PASSAGE FOR REVIEW
┄┄┄┄┄┄┄┄┄┄
Plenty of discussions about it. I personally recommend using noalox or ox-gard or any of the many brands specifically designed for the problem. Many will disagree or emphatically tell you about silver paint, or very expensive carbon based solutions.
I totally agree.
Sadly noalox and ox-gard aren't available in Thailand, and shipping+ tax will make one tube over $75.
(Not the $4 one, that will be about 22,50, but I doubt it's enough for 160 terminals)
Oxidation of silver isn't a problem.
The conductivity of silver oxidation is close to non oxidized silver.
Copper oxidation isn't a real problem (with copper to copper) sure the oxidation changes the way the electrons behave, 2 oxidated copper (with thight contact) counteract eachother makeing a good contact again.
This is the reason you don't need to clean each strand of wire, but just compressing them is enough.
Aluminium is the bad boy here.
Milliseconds after you cleaned it already oxidises, and after a few minutes that far that it will interfere with the contact.
Covering the terminal contact areas with a little drop of silver paint after cleaning creates a seal, like oxi-guard or noalox.
With the big difference that silver is conducive and noalox/oxi-gard are not. (Di-electric grease)
I agree that different metals is asking for troubles.
Not the trouble I encountered!!!
Best is to use aluminium bus-bar and if you can get, aluminium threaded rods.
With aluminium nuts.
Once you start with different metals..
You are screwed.
Most likely not in the period of installation, but 15-25 years.
Most cells don't have environment that speed up the galvanic corrosion process.
No aviation or salt water.
No huge temperature swings.
304 stainless steel is the most "Neutral" out there, it doesn't get eaten away from galvanic corrosion.
Yes, that makes the aluminium and the copper the sacrifice metal.
Tinning or zinc plated makes that the sacrifice metal.
Inside the aluminium threads?
Zinc plated grub screws get damaged just by being in the box together.
┄┄┄┄┄┄┄┄┄┄
RECORDED DATA
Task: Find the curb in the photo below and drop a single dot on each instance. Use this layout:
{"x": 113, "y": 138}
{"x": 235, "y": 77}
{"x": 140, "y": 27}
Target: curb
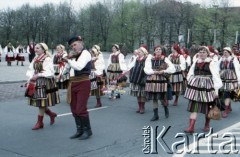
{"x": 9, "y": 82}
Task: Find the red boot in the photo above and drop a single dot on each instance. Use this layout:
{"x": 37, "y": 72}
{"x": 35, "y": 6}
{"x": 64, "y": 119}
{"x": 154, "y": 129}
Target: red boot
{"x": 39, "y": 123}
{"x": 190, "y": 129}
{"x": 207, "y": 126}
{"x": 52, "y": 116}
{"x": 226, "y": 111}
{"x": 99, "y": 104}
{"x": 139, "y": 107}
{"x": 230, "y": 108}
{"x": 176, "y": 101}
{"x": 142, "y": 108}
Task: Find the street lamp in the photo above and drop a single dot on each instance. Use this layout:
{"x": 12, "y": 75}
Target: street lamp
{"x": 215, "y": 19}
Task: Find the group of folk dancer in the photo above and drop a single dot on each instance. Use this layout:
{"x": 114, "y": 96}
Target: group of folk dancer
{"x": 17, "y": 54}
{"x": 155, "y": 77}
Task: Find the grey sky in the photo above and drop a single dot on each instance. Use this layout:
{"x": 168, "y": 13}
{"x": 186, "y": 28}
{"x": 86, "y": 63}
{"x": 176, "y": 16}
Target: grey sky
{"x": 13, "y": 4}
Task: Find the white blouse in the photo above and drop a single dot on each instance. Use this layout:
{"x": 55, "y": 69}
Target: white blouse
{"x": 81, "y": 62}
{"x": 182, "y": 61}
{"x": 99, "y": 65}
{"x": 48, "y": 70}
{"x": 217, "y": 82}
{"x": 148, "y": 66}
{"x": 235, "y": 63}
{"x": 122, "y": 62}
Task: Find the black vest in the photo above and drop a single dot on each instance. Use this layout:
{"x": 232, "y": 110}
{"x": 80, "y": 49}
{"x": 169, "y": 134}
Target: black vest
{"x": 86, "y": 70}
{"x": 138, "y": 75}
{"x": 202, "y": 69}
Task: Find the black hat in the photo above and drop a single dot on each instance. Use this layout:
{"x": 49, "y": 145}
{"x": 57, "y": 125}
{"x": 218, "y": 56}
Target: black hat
┄┄┄┄┄┄┄┄┄┄
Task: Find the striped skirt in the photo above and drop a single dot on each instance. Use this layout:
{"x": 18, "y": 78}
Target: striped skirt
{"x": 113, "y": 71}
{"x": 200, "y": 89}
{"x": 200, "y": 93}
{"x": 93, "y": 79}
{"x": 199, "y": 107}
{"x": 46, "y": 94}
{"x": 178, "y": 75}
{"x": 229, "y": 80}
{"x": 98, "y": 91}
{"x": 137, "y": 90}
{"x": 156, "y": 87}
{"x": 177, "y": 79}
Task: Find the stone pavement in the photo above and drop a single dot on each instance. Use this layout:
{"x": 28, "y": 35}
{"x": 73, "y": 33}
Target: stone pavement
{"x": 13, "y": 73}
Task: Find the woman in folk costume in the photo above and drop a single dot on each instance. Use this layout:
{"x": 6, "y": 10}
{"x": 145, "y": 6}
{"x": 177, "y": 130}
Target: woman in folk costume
┄┄┄┄┄┄┄┄┄┄
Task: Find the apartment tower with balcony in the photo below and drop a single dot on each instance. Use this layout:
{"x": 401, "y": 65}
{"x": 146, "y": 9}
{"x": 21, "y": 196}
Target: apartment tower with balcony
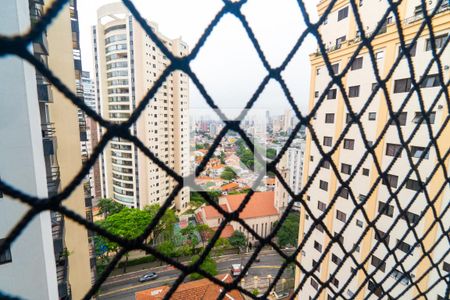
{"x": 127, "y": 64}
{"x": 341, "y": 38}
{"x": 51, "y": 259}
┄┄┄┄┄┄┄┄┄┄
THINGS TO DO
• 1. Repeat the stretch from "Sadly noalox and" through "non oxidized silver." in the discussion of terminal corrosion, word for word.
• 2. Extend the discussion of galvanic corrosion at battery terminals, starting immediately after its final sentence.

ANSWERS PROVIDED
• 1.
Sadly noalox and ox-gard aren't available in Thailand, and shipping+ tax will make one tube over $75.
(Not the $4 one, that will be about 22,50, but I doubt it's enough for 160 terminals)
Oxidation of silver isn't a problem.
The conductivity of silver oxidation is close to non oxidized silver.

• 2.
There will be bare metal.
If you don't believe me, place it a few hours in salty water and lay it outside for a few days.
All those rust spots are damaged areas.
At those locations the bare iron have full contact with the aluminium. The zinc surrounding is corroded quickly.
Loctite is a good solution.
Not just because it locks the nut, it also seals the thread.
No oxigen = no galvanic corrosion.
There are many discussions about it.
Most people use the brass bolts they get with the cells.
Or what ever they had available.
I'm yet to see an eaten away thread hole from galvanic corrosion.
That has a real clear signature.
No smooth walls like stripped thread, but uneven.
As long as no one is able to show the galvanic corrosion problem in the thread, it only exist in theory.
Outside the thread, the contact that have air exposure...
Yes, absolutely.
Anyone with a car, that cleaned their lead acid terminals from the white/blue/green powder know what that looks like, lead and copper with probably some acid air., And different temperatures.
That is a whole different story.
304 steel rods with Loctite or Jbweld (or similar Epoxy) are the best.
Applied on the rod, then screwed in.
You can see the Loctite react with the aluminium oxide in the thread.
It turns almost directly black.
Having Loctite on the bottom is useless.